18 (1)The Court may at any stage of the proceedings order to be struck out or amended any pleading or the indorsement of any writ in the action, or anything in any pleading or in the indorsement, on the ground that –

(a) it discloses no reasonable case of action or defence, as the case may be;
(b) it is scandalous, frivolous or vexatious;
(c) it may prejudice, embarrass or delay the fair trial of the action; or
(d) it is otherwise an abuse of the process of the Court,

and may order the action to be stayed or dismissed or judgment to be entered accordingly, as the case may be.

  1. The following excerpts from the 1997 Supreme Court Practice provide the scope of the rule together with guiding factors when dealing with an application for the strike out of a pleading.

(STATED GOAL 1): Copy out the portion of the records that opens with the line containing "grass lawn, one" and closes with the line containing "[[127, 486], [128, 395], [1026, 362], [181, 346], [387, 332]]", reproducing every line verbatim with both end lines included.

Pointing dataset records:

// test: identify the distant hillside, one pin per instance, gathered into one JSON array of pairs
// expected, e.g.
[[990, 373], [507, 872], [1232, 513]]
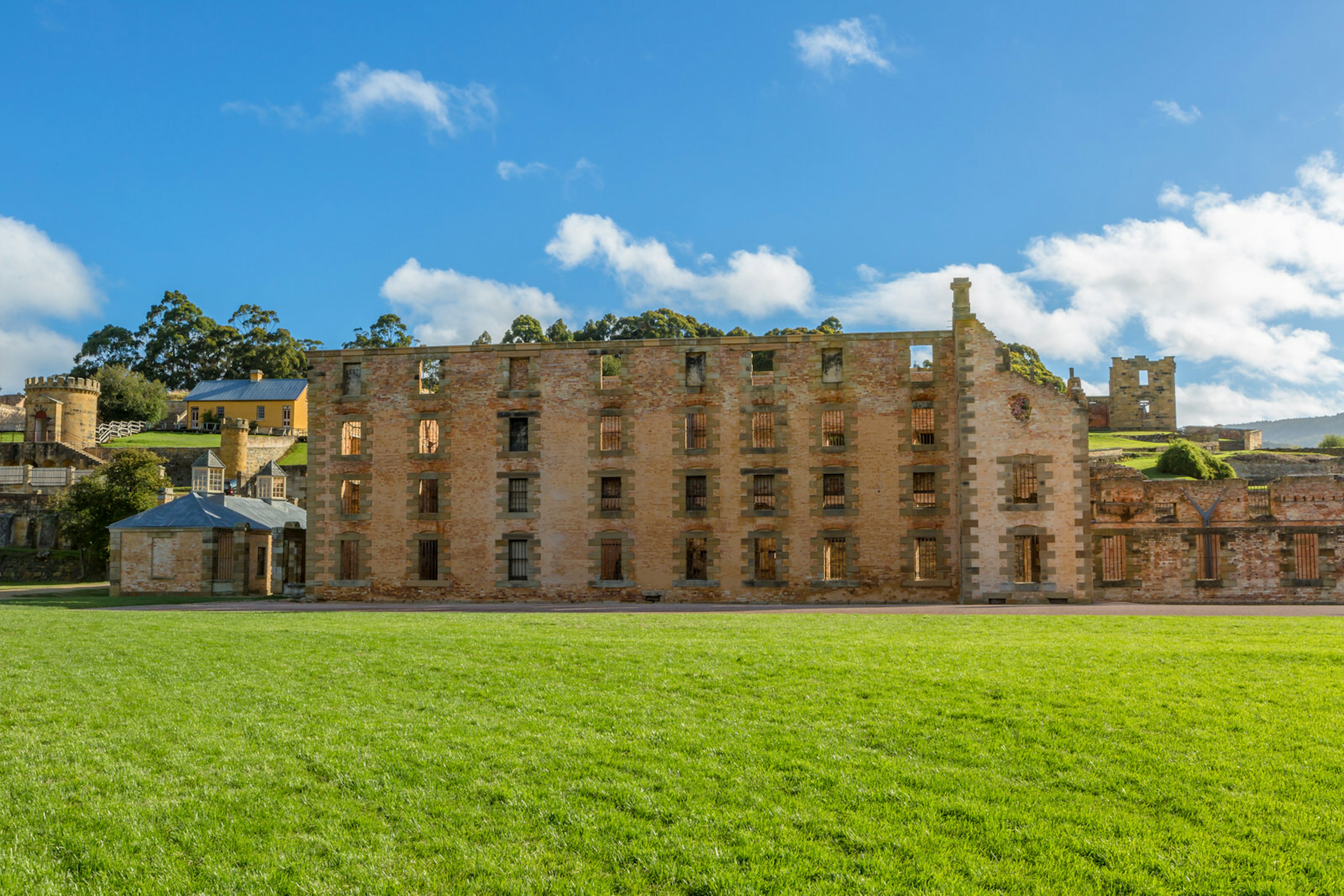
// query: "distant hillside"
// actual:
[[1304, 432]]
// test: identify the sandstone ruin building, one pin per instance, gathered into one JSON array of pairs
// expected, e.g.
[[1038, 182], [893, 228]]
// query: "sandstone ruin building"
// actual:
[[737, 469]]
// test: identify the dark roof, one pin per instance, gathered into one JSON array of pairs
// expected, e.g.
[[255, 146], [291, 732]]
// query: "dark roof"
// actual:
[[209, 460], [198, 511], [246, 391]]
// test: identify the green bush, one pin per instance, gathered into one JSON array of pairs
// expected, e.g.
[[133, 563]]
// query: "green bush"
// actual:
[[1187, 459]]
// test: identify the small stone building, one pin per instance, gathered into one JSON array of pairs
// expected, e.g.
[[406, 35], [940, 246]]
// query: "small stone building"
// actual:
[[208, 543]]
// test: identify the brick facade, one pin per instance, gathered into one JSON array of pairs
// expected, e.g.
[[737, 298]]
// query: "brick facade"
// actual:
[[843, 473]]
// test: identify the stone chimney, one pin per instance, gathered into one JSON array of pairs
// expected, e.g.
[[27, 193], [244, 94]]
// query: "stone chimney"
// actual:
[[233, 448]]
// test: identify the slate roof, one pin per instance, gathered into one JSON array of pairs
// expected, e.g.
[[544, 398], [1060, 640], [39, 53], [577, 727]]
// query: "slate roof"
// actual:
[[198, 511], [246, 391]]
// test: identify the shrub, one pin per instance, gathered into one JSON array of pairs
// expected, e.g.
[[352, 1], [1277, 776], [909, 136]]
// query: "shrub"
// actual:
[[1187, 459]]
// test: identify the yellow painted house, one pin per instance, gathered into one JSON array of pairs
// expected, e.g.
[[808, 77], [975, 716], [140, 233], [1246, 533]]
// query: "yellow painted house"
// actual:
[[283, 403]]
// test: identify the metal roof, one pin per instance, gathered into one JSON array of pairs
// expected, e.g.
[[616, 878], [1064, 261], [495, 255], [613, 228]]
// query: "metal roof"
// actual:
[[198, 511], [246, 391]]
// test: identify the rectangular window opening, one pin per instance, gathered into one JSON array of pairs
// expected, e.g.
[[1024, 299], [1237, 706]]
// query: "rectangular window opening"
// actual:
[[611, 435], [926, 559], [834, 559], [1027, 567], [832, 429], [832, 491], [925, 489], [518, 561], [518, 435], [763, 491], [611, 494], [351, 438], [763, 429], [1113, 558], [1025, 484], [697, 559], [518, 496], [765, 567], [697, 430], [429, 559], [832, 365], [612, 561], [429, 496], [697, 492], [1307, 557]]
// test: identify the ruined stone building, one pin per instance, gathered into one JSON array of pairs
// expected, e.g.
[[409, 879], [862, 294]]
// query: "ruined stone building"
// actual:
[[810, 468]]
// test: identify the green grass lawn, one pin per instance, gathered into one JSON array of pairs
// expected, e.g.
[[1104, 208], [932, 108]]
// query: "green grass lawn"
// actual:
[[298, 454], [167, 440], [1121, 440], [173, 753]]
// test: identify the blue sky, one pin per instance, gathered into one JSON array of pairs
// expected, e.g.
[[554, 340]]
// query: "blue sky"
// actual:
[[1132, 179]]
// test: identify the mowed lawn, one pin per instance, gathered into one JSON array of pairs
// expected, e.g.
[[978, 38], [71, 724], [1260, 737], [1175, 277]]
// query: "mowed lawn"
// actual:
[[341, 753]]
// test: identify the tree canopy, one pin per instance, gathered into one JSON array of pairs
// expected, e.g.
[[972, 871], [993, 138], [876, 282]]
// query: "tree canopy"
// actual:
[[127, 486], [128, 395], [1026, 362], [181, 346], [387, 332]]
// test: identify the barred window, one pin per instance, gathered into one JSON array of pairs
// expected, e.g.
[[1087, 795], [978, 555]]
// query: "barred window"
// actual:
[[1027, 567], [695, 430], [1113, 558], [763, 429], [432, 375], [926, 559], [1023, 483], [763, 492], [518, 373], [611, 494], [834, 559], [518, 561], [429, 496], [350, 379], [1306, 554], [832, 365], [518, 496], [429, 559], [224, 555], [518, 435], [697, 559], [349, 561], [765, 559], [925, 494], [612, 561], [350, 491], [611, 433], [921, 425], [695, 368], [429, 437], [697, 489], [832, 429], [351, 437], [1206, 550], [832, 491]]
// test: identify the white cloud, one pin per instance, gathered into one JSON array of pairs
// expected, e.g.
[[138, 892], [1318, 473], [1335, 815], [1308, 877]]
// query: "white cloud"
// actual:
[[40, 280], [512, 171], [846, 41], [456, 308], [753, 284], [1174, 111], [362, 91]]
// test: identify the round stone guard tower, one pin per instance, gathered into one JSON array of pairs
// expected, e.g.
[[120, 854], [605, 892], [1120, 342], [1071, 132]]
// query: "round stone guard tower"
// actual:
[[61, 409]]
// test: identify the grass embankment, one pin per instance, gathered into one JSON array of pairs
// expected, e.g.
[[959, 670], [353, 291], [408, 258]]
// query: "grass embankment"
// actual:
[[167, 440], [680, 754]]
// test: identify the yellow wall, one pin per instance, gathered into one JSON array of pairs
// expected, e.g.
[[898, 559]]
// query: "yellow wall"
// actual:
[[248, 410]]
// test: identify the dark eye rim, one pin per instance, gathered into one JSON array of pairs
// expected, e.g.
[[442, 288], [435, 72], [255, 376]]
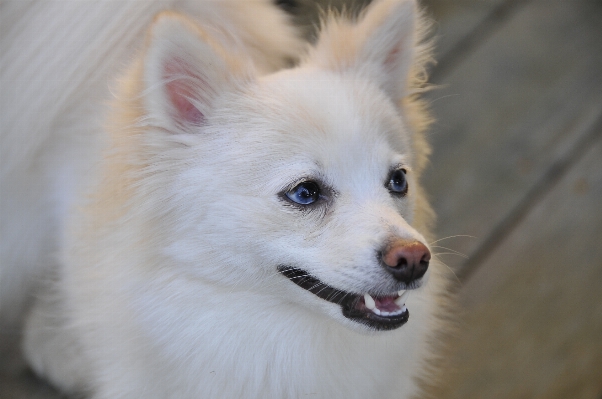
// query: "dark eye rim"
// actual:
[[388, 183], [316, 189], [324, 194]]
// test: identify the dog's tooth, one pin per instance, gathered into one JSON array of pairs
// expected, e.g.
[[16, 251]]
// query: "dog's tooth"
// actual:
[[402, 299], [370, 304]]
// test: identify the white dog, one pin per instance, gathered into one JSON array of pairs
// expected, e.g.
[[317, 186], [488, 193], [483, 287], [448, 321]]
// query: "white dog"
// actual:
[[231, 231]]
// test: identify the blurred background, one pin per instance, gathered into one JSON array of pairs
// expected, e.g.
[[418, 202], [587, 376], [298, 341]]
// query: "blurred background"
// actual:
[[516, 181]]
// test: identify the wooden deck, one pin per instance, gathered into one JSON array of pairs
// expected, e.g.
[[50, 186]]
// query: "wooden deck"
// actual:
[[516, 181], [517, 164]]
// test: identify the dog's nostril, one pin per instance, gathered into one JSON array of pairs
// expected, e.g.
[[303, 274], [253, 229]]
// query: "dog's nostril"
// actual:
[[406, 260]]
---
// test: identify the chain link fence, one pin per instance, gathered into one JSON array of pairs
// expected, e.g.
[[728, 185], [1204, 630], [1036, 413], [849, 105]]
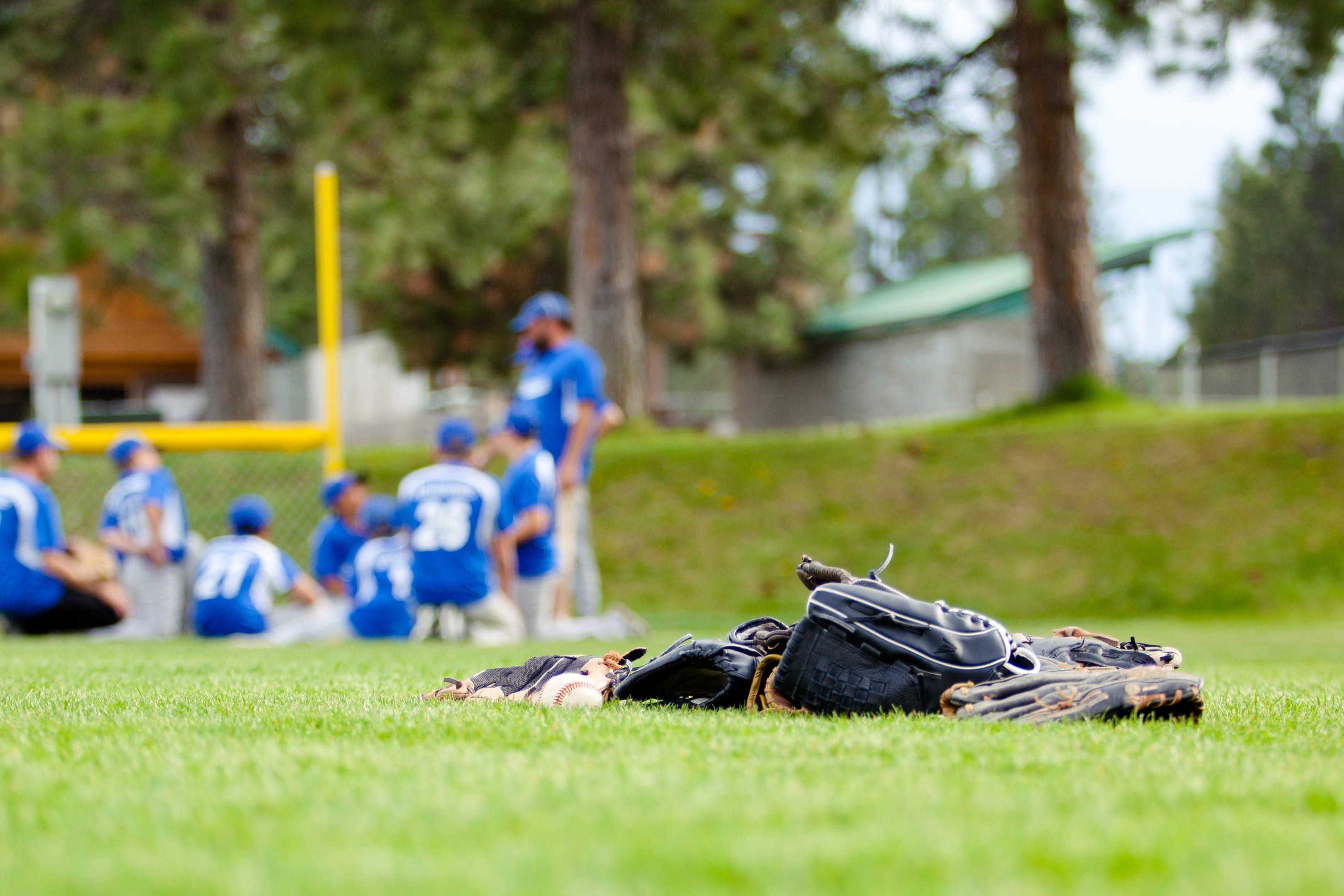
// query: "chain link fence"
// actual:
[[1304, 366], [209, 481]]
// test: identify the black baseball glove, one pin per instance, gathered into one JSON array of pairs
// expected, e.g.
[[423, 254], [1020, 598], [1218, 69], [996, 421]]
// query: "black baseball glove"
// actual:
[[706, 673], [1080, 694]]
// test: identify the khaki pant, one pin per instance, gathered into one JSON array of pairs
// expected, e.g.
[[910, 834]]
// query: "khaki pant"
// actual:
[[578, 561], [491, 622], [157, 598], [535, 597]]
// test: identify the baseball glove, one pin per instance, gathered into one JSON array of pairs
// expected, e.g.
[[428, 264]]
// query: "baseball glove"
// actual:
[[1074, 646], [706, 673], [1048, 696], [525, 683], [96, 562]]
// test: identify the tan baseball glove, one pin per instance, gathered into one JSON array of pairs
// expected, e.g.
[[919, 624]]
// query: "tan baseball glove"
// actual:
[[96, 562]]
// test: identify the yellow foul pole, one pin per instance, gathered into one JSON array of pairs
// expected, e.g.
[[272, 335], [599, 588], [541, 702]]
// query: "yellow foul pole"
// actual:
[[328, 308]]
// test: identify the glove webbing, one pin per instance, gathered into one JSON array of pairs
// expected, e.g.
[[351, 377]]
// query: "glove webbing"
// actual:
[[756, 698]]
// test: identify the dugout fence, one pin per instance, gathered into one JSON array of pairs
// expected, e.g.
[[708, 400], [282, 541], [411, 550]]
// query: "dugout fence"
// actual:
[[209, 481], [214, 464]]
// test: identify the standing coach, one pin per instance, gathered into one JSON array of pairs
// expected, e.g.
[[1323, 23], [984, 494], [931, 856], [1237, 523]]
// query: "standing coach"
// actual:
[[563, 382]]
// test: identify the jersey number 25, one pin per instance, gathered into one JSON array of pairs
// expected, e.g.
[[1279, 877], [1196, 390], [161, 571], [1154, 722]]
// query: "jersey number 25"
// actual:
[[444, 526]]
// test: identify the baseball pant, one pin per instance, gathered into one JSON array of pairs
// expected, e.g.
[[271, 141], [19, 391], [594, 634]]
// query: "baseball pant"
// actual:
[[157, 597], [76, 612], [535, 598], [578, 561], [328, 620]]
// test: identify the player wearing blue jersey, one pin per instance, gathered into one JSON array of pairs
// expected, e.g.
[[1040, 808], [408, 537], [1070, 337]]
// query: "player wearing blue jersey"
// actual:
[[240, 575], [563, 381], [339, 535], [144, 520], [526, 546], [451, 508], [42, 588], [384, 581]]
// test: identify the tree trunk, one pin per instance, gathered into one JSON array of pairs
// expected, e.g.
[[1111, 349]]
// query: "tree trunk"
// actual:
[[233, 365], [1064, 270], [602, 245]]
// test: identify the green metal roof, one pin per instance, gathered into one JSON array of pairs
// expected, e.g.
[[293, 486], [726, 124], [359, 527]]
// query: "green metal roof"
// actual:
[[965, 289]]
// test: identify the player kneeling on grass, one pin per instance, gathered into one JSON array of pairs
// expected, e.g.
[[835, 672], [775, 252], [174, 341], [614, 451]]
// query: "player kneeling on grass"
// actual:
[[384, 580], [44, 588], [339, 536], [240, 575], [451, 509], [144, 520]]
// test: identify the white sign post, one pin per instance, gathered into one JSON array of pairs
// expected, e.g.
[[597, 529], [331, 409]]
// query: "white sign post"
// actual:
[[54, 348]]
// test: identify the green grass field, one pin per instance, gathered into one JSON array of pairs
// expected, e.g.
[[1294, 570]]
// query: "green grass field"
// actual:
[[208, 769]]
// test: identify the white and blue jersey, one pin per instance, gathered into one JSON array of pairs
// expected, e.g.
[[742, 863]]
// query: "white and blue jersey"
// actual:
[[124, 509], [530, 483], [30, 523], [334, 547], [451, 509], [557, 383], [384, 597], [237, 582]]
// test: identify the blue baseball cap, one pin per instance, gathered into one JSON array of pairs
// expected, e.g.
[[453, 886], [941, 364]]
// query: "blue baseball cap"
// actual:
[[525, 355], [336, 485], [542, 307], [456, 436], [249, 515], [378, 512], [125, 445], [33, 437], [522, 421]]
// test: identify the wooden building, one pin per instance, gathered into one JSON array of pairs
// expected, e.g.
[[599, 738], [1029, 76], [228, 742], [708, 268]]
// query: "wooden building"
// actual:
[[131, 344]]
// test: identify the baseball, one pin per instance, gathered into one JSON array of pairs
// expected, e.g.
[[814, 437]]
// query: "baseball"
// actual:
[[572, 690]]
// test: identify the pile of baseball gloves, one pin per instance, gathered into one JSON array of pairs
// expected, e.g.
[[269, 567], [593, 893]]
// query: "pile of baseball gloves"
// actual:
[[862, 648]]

(STATED GOAL 2): Under the rule on striking out pleadings, at what stage of the proceedings may the Court order a pleading to be struck out or amended?

(EXERCISE ANSWER 1):
// test: identify the green grass lawn, one pin per instance, gathered into one JSON array of pairs
// expected, e.g.
[[1104, 208], [932, 108]]
// query: "green grass lawn"
// actual:
[[298, 454], [167, 440], [1121, 440], [173, 753]]
// test: identify the blue sky, one pin per instance, gathered into one JSON array of pairs
// expected, e.g.
[[554, 340]]
// query: "blue sky"
// actual:
[[1132, 179]]
// test: identify the mowed lawn, one pin per instance, gathered into one JSON array of pairs
// expected, e.g.
[[978, 38], [71, 724], [1260, 737], [1175, 277]]
// query: "mowed lawn"
// actual:
[[341, 753]]
// test: identify the tree canopy, one pin per instance, gathered into one JSON array of pairs
// expected, e.g.
[[972, 871], [993, 138], [876, 282]]
// query: "tree canopy"
// actual:
[[127, 486], [128, 395], [1026, 362], [181, 346], [387, 332]]

(EXERCISE ANSWER 2): At any stage of the proceedings.